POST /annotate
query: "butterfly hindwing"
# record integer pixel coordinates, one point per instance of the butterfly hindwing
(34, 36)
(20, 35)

:: AIM OF THE TASK ::
Rewrite the entries with "hindwing" changed to "forewing" everywhere it appears, keeping everything else the same.

:: CORRECT ANSWER ::
POST /annotate
query: "butterfly forewing"
# record integer pixel coordinates, one point per instance of the butterfly forewing
(34, 36)
(20, 35)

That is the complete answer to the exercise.